Given exercise.
In the records, take the lines from the one containing "of the gate." through the end and rename "keypoint" to "marker". Give back only those lines, with nothing else changed.

Stored entries.
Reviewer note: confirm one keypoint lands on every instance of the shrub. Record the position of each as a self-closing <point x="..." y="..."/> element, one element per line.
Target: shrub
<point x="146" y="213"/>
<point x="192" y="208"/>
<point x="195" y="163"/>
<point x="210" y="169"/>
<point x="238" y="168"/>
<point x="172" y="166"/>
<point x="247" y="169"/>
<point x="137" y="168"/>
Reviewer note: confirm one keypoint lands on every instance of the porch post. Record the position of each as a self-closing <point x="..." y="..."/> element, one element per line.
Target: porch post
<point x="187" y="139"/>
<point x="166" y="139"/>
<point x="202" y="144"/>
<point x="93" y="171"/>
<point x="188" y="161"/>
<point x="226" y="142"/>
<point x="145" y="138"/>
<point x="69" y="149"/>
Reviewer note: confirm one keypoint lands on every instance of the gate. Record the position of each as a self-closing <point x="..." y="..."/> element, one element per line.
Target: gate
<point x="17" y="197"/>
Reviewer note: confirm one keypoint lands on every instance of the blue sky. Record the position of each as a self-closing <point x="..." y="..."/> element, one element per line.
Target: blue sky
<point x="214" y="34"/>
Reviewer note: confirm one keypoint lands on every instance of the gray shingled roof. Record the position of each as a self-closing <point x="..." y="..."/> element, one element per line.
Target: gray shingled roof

Reply.
Reviewer note: confirm one marker lands on every instance of the gate. Record the position of each as a self-closing <point x="..." y="..."/> element, one element per line.
Target: gate
<point x="17" y="197"/>
Reviewer note: confirm one marker lands on every instance of the blue sky. Record the position of each as a self-closing <point x="..." y="..."/> element, one element per line.
Target: blue sky
<point x="214" y="34"/>
Reviewer note: confirm one marker lands on every instance of the gray shingled roof. Record the position of each as a self-closing <point x="..." y="..."/> element, one element per line.
Target: gray shingled roof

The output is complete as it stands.